● **Direction**:
Change "Target" to "Object" everywhere it occurs in the records below, and keep every other word and mark the same. Leave the pictures out of your answer.

● **Items**:
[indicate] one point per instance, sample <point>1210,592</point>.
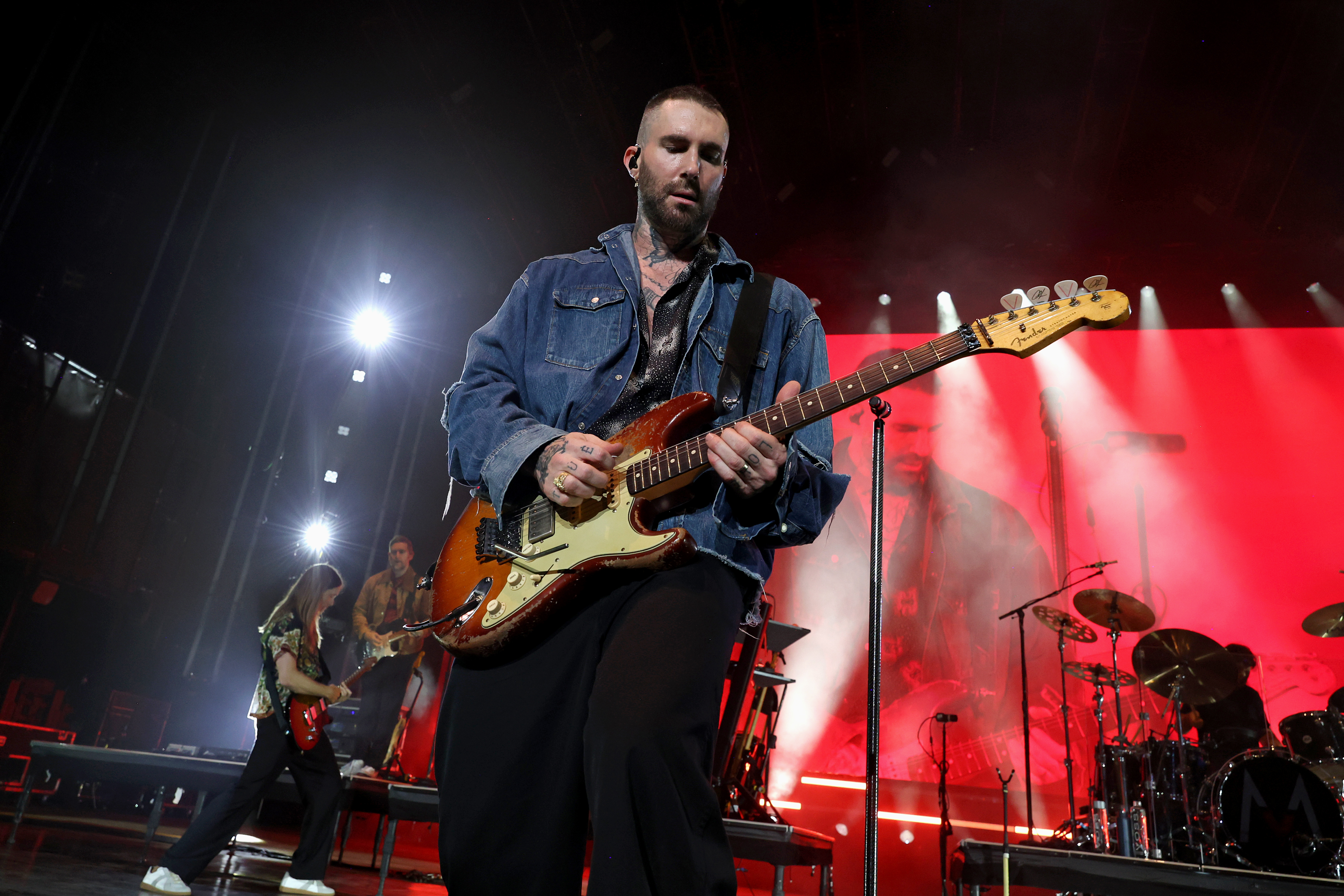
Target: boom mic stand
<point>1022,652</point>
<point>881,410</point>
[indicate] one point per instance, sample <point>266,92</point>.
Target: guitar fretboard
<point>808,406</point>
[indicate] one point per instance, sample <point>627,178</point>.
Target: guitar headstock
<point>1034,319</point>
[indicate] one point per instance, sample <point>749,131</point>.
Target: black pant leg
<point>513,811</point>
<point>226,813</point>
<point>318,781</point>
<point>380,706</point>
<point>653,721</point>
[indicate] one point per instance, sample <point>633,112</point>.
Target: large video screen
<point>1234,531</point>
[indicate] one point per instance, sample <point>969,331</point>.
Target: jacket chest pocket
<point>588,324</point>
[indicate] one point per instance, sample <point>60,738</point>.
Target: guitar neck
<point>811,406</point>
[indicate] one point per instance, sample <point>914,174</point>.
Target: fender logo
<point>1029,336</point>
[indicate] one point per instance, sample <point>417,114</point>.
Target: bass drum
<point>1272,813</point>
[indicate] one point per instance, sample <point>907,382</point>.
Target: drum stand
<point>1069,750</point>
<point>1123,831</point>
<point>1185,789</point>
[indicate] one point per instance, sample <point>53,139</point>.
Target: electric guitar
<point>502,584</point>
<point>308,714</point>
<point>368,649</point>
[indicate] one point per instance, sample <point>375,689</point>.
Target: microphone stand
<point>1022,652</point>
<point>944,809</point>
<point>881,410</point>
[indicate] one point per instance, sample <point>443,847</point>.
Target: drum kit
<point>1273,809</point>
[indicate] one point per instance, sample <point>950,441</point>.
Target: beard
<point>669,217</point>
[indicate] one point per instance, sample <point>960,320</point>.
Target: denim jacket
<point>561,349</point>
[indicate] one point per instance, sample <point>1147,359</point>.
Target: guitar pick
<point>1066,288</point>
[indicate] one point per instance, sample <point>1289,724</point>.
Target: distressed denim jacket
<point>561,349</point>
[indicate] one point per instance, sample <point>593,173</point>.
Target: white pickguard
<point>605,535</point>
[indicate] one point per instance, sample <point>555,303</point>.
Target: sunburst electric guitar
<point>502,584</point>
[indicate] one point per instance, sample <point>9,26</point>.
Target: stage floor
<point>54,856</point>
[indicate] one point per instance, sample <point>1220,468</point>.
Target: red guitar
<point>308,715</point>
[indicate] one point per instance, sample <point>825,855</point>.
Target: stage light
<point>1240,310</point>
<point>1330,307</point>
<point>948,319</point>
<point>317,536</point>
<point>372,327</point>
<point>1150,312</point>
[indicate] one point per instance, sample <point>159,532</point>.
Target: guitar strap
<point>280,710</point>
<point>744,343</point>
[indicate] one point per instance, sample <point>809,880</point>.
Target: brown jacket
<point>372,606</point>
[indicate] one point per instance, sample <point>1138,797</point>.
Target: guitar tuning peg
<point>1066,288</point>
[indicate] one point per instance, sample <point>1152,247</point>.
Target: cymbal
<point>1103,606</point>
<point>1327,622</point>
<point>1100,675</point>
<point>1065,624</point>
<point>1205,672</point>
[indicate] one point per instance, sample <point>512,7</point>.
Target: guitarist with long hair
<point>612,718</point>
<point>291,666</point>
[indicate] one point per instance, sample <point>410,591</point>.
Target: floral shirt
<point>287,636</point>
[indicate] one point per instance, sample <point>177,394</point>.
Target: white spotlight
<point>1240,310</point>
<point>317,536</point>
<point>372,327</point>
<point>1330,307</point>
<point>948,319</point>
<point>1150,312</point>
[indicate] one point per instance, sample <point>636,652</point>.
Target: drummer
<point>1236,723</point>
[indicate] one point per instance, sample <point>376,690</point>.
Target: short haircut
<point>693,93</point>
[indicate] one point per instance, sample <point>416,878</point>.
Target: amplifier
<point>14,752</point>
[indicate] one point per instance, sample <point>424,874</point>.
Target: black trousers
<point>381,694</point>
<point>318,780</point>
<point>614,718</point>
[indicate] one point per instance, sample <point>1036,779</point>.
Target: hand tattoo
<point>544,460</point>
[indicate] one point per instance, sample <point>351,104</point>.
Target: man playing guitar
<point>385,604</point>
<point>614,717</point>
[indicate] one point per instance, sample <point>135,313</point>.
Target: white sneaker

● **Written reply**:
[indicate] one point per instance, sample <point>1210,592</point>.
Object: boom mic stand
<point>1022,652</point>
<point>881,410</point>
[indicate] one point per instance, sample <point>266,92</point>.
Object: guitar fretboard
<point>808,406</point>
[indicate] one point per instance, sample <point>627,178</point>.
Object: guitar headstock
<point>1034,319</point>
[indicate] one point per instance, sample <point>749,131</point>.
Object: black pant leg
<point>513,811</point>
<point>226,813</point>
<point>318,781</point>
<point>380,706</point>
<point>653,721</point>
[indicate] one point per instance, sample <point>633,112</point>.
Object: large video screen
<point>1234,531</point>
[indicate] one point per instance, sample <point>969,331</point>.
Object: jacket chest pocket
<point>588,324</point>
[indicate] one point per instance, sample <point>60,738</point>.
Object: guitar neck
<point>811,406</point>
[indicate] one point per instance, sample <point>914,174</point>.
Object: fender logo
<point>1029,336</point>
[indicate] one point per instance, sample <point>417,114</point>.
Object: bass drum
<point>1272,813</point>
[indicate] one point per instance, sample <point>907,382</point>.
Object: drum stand
<point>1069,750</point>
<point>1123,831</point>
<point>1185,789</point>
[indicate] one point per instance, sample <point>53,139</point>.
Object: electric guitar
<point>502,584</point>
<point>308,714</point>
<point>368,649</point>
[indicate] one point per instance, sample <point>375,689</point>.
Object: microphone stand
<point>1022,652</point>
<point>944,809</point>
<point>881,410</point>
[indicate] one point per instance, sample <point>443,847</point>.
Object: drum kit
<point>1273,809</point>
[indicate] one point per instance, sample <point>950,441</point>.
Object: beard
<point>669,217</point>
[indicate] one point per instance, sample <point>960,320</point>.
Object: denim jacket
<point>561,349</point>
[indicate] one point per instance, sample <point>1147,359</point>.
Object: guitar pick
<point>1066,288</point>
[indicate] one point per instance, sample <point>1289,724</point>.
Object: distressed denim jacket
<point>561,349</point>
[indicate] one point per instance, sample <point>593,173</point>.
Object: white pickguard
<point>605,535</point>
[indicate] one point per instance, sample <point>555,303</point>.
Object: sunburst electric guitar
<point>502,584</point>
[indicate] one point per instance, sample <point>9,26</point>.
Object: stage floor
<point>54,856</point>
[indicate] one point per instance, sample <point>1220,468</point>.
Object: red guitar
<point>308,715</point>
[indicate] one point per instance, sample <point>825,855</point>.
Object: stage light
<point>1240,310</point>
<point>1330,307</point>
<point>948,319</point>
<point>317,536</point>
<point>372,327</point>
<point>1150,312</point>
[indicate] one point per instance, sample <point>159,532</point>.
Object: guitar strap
<point>280,710</point>
<point>744,343</point>
[indicate] one point per instance, sample <point>809,880</point>.
Object: brown jacket
<point>372,606</point>
[indicate] one point per instance, sample <point>1138,797</point>.
Object: guitar tuning peg
<point>1066,288</point>
[indicate] one point per instance, sample <point>1152,247</point>.
Object: cymbal
<point>1103,606</point>
<point>1327,622</point>
<point>1100,675</point>
<point>1065,624</point>
<point>1205,672</point>
[indicate] one point per instance, sample <point>512,7</point>.
Object: guitarist with long hair
<point>612,718</point>
<point>291,666</point>
[indicate] one point per instance, sample <point>410,591</point>.
Object: floral shirt
<point>287,636</point>
[indicate] one point per instance, sample <point>177,394</point>.
Object: white spotlight
<point>1240,310</point>
<point>317,536</point>
<point>372,327</point>
<point>1330,307</point>
<point>948,319</point>
<point>1150,312</point>
[indicate] one point per instance, sample <point>636,652</point>.
Object: drummer
<point>1236,723</point>
[indicate] one point per instance, sample <point>376,690</point>.
Object: short haircut
<point>693,93</point>
[indicate] one point per instance, sample <point>416,878</point>.
Object: amplifier
<point>14,752</point>
[indicate] one point per instance, sample <point>424,874</point>.
Object: black trousers
<point>381,694</point>
<point>318,780</point>
<point>614,718</point>
[indicate] one point per instance, sample <point>1036,779</point>.
Object: hand tattoo
<point>544,460</point>
[indicate] one point per instance, sample <point>351,104</point>.
Object: man playing guitar
<point>385,604</point>
<point>614,717</point>
[indicate] one point per instance, sample <point>135,313</point>.
Object: white sneaker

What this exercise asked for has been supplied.